→ **Work instructions**:
Give back the lines below verbatim, omitting all pictures.

→ **Task data**:
= Beginning of Section =

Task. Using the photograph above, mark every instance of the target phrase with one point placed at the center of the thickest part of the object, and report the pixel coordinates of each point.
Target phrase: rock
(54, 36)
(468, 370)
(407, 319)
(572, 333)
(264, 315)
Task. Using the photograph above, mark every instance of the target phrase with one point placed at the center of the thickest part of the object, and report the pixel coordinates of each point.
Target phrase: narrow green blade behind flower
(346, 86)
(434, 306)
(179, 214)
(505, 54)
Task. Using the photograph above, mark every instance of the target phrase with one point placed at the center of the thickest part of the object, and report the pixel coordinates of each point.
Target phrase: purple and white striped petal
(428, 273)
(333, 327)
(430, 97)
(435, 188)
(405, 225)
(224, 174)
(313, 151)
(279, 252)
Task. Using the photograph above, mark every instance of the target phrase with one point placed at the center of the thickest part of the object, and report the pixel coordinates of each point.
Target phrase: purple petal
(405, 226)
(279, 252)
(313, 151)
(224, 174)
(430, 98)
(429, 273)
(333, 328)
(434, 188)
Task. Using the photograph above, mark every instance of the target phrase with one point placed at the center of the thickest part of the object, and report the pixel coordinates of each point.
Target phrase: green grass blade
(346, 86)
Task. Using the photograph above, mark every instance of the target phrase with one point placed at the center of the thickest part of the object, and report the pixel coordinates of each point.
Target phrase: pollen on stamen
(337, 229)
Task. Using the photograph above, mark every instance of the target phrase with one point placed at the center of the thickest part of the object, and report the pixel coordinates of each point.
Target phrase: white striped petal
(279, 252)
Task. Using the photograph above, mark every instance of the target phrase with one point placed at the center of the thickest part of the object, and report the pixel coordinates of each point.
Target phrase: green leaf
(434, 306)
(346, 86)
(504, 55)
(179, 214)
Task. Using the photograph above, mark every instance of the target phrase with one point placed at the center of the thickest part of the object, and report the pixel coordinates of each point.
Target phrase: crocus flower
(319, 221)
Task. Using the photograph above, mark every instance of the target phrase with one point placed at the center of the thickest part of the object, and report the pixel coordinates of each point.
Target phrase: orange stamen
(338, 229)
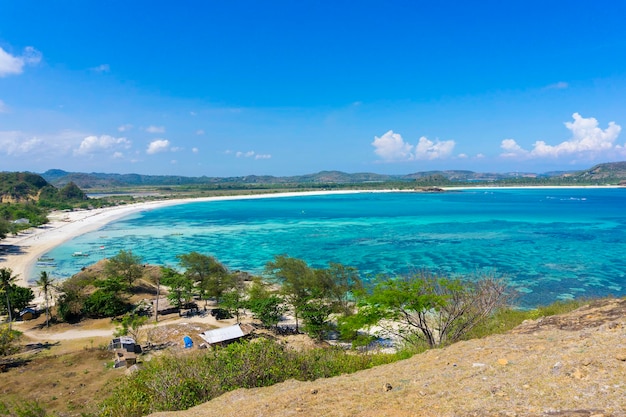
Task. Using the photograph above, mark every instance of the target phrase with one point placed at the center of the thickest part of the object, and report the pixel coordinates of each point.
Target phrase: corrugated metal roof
(223, 335)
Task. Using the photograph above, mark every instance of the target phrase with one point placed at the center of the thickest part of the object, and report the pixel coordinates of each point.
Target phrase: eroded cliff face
(568, 365)
(23, 199)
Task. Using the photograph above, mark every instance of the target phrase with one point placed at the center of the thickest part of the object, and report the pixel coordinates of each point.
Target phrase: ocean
(550, 244)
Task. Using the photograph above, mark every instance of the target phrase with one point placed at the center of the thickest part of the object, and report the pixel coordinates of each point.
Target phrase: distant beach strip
(552, 243)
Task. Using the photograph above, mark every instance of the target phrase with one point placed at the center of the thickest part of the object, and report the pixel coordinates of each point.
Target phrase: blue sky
(293, 87)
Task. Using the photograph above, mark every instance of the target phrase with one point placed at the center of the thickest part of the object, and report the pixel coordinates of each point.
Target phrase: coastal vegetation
(30, 196)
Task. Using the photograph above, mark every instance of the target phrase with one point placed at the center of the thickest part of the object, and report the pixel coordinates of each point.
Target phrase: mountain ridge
(613, 171)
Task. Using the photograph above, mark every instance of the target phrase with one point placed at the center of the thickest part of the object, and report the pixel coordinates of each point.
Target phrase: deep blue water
(551, 243)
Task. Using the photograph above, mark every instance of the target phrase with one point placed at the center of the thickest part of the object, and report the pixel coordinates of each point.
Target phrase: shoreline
(24, 249)
(29, 245)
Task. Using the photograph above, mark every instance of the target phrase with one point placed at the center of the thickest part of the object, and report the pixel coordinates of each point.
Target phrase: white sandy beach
(32, 243)
(35, 242)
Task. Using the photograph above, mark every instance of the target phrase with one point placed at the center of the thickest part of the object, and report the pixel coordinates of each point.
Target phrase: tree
(6, 281)
(20, 297)
(268, 310)
(71, 301)
(45, 282)
(8, 337)
(296, 278)
(107, 300)
(5, 228)
(315, 315)
(233, 300)
(181, 286)
(207, 272)
(126, 265)
(131, 325)
(338, 284)
(428, 308)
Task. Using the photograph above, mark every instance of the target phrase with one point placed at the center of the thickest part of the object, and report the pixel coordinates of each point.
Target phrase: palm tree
(6, 280)
(45, 283)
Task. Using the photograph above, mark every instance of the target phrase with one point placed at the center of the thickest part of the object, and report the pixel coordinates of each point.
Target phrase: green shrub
(178, 382)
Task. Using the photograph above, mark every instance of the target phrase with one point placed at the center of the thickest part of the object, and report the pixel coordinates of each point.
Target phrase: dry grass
(574, 365)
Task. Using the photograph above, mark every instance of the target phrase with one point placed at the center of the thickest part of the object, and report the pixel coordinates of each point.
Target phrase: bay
(549, 243)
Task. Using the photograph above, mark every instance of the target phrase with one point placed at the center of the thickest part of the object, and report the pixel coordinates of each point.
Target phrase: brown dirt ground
(573, 364)
(570, 365)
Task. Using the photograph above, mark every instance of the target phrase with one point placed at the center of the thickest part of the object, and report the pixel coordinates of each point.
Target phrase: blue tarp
(188, 342)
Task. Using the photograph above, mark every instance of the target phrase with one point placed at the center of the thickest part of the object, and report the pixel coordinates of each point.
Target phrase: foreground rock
(571, 365)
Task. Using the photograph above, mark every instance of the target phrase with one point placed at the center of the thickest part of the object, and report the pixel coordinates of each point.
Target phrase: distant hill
(23, 187)
(614, 171)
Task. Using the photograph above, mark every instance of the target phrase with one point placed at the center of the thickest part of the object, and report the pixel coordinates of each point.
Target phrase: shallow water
(551, 244)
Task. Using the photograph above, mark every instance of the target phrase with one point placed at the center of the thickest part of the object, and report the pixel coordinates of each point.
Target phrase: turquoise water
(551, 244)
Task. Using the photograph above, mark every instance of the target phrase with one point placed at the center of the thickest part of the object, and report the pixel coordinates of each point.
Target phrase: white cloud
(31, 56)
(587, 140)
(10, 65)
(155, 129)
(101, 68)
(244, 154)
(124, 128)
(39, 146)
(561, 85)
(156, 146)
(95, 144)
(392, 148)
(427, 149)
(249, 154)
(511, 148)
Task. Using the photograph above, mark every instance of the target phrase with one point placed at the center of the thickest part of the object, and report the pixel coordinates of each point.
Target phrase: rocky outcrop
(570, 365)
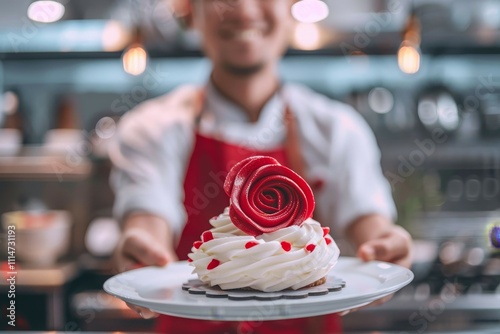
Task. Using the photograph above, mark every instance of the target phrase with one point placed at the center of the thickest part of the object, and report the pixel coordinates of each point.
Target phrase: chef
(173, 152)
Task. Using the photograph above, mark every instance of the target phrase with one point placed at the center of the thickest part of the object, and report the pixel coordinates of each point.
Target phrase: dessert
(266, 239)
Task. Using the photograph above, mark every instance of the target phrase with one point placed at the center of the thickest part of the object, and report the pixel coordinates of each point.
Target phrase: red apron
(205, 198)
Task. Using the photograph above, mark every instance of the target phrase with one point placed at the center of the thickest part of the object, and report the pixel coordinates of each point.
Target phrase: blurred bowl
(41, 237)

= End of Section =

→ **Written reply**:
Task. Using the photograph above, mark every instance of the target phrase with one point placed at the center of the thickest part of the object, and report the pixel coordinates of each point.
Target phrase: rock
(54, 36)
(468, 370)
(407, 319)
(572, 333)
(264, 315)
Task. Using the photograph above, mark every instance of the target phrase with one point placed at the center of the thickest part of the object, and report the pixel coordinates of each point.
Target phrase: narrow green blade behind flower
(346, 86)
(434, 306)
(179, 214)
(505, 54)
Task. Using the photograph above, mark every instance of the target phrase with one point placed at the center of the thickest part of the object, and report the pixel coordinates of each point.
Target phrase: purple and white striped petal
(428, 273)
(333, 327)
(430, 97)
(435, 188)
(405, 225)
(224, 174)
(313, 151)
(279, 252)
Task. Using the photograph above, mark every instance of the target phrase with one point placed at the center of the thickest part of the object, and report the pixel coordinates of each point.
Target phrase: purple petal
(405, 226)
(279, 252)
(313, 151)
(224, 174)
(430, 98)
(429, 273)
(333, 328)
(434, 188)
Task. Using the photograph above, mark every instance of the target phrase with one point placed at the center of the thickest part of the object, and report the pixel coordinates of each point.
Target phrase: green grass blade
(346, 86)
Task. Using the photograph above, mark every instance of the target phrase with one point placed at the center of the thickest part of the object, and report the pixel coordinates of each point.
Target phrase: pollen on stamen
(337, 229)
Task. Using the photograph above, mark every instance of the target phrase with one point placed at the center of the thickest part of the object, and report the pixel coordinates of each point.
Target phrase: white striped petal
(279, 252)
Task. Using the photograph above, mark every instance of the target phrase with one point placed at the center of the thickest part of the object, and report the pixel coordinates of each point.
Target phrase: green leaf
(434, 306)
(346, 86)
(504, 55)
(179, 214)
Task. Using the photograph above, mark every instance of the target phrase with one point placed at the center of the thickest part of the object, and report the pixel coordinates of each point.
Target phrase: crocus flower
(319, 221)
Task. Using the photograph above, mark every instance of the target phrase with one point placed at the center of the thickest part of the object, and report the pixel coordinates of each point.
Target phrase: orange stamen
(338, 229)
Task. Using the photograph above, mark every instance of the target phrase with one point placed at the center of the thickest part of the object, and report the pixel coordinates of each point.
Target phrase: corrugated metal roof
(223, 335)
Task. Using the photograph above, mark every instance of the target phrase with one point placed at the center of the thickest part of the object, and report the pixel coordinates of each point.
Target phrase: eroded cliff face
(568, 365)
(23, 199)
Task. Using the photograph above, mark every instance of the target phrase with one point placed at the center of the thickest part of the object, and report the pixel coordinates of each point.
Target phrase: ocean
(550, 244)
Task. Using the photograph above, mark every instance of the target phrase with one point placed at the center of the thickest part of the object, and report the pixel coordinates of each point.
Target phrase: distant beach strip
(552, 243)
Task. Using the photograph above, mark every instance of the target phrase with one point placed at the center of the thickest part of the object, and report the pixel coordinates of each point.
Target phrase: blue sky
(293, 87)
Task. Using the photograph above, mark every instance of the target phrase with one point placed at the center of the thickest part of the object, and report the pixel coordinates of each point.
Target phrase: coastal vegetation
(30, 196)
Task. Using the photograph above, mark every instance of the target phrase with one point placed at the center of the thickest part of the object, and report the pixel coordinates of each point.
Target phrase: mountain ridge
(613, 171)
Task. Using the photograph above, mark every instance of the target phrase with one point placed at the center of the thickest part of the object, and report the pixel coordinates of each point.
Target phrase: deep blue water
(551, 243)
Task. Using the photograph above, mark every instance of the target phrase with one point placed at the center of the thickest part of the object, and report the pixel coordinates of each point.
Target phrase: shoreline
(24, 249)
(29, 245)
Task. Using the photograph above, mark every instance of the target phrase with one point placed at the center of the thickest part of the object, and report the pixel coordinates of each point.
Target phrase: white sandy beach
(32, 243)
(35, 242)
Task. Using the photograph above, mark every instance of the target phrase with one point placed at the center of the thickest part of the object, and report the pixel coordinates of each point.
Target phrase: tree
(6, 281)
(20, 297)
(268, 310)
(71, 301)
(45, 282)
(8, 337)
(296, 278)
(107, 300)
(5, 228)
(315, 315)
(233, 300)
(181, 286)
(207, 272)
(126, 265)
(131, 325)
(338, 284)
(428, 308)
Task. Using the photograph above, mark every instance of the target phrase with one point placed at the center of the thickest part of the object, and report the pixel coordinates of each point.
Target phrase: palm tree
(6, 280)
(45, 283)
Task. Using the photograph above, mark every instance of the target phrase with one point placed at the center of the thickest part of the object, and report the pixel coordinates of each point.
Target phrase: green shrub
(178, 382)
Task. Using the photograph above, mark every instance of the target phrase with one point placed at the center of the thickest part of the object, and report the pixel coordinates of each point.
Target phrase: dry grass
(574, 365)
Task. Using the photograph above, mark every instance of the target phrase with one point placed at the center of the thickest part of the object, and report the pixel coordinates of each point.
Target phrase: bay
(549, 243)
Task. Using the photograph above, mark every instance of the target phrase with one point placed at the center of the thickest part of the object, and report the pixel coordinates of each point.
Target phrase: brown dirt ground
(573, 364)
(570, 365)
Task. Using the photograph above, mark every instance of the target phrase with one point placed at the center of the thickest part of the object, and report the pixel coordinates of each point.
Target phrase: blue tarp
(188, 342)
Task. Using the photograph above, mark every instance of the target phrase with one point placed at the center of the thickest part of the object, and report the pixel coordinates of each point.
Target phrase: foreground rock
(571, 365)
Task. Using the photograph above, mark every instance of the target phrase with one point placed at the center of the thickest part of the object, and report the pixel coordinates of each point.
Target phrase: distant hill
(23, 187)
(614, 171)
Task. Using the photograph above, mark every instance of the target phrase with one point placed at the center of the thickest part of the object, and report the pixel coordinates of each point.
Target phrase: shallow water
(551, 244)
Task. Using the photograph above, mark every instance of the target phrase with one point placed at the center of the thickest part of the object, and report the pixel coordinates of each point.
Target phrase: turquoise water
(551, 244)
Task. Using the photograph above, mark every instance of the target phrase with one point placed at the center of the thickest part of the object, and report the pixel coordinates of each point.
Target phrase: white cloud
(31, 56)
(587, 140)
(10, 65)
(155, 129)
(101, 68)
(244, 154)
(124, 128)
(39, 146)
(561, 85)
(156, 146)
(95, 144)
(392, 148)
(427, 149)
(249, 154)
(511, 148)
Task. Using the photograph above, mark every instance of the target phrase with one point placed at the center of the thickest part of the object, and report the pixel coordinates of each point.
Target phrase: rocky outcrop
(570, 365)
Task. Using the photograph above, mark every instance of the target phrase with one point placed at the center of the thickest part of the object, and report the pixel coordinates of each point.
Target phrase: chef
(173, 152)
Task. Using the photograph above, mark every instance of the target phrase with one point placed at the center of the thickest part of the object, and report the pixel coordinates of each point.
Target phrase: dessert
(266, 239)
Task. Using the photograph above, mark every instance of the target phrase with one point placed at the center of the thickest part of the object, and report the pixel coordinates of each point.
Target phrase: red apron
(205, 198)
Task. Using the photograph above, mark every instance of the target phrase with one point placed at the center of the thickest part of the object, and report the pixel coordinates of each point.
Target phrase: blurred bowl
(41, 237)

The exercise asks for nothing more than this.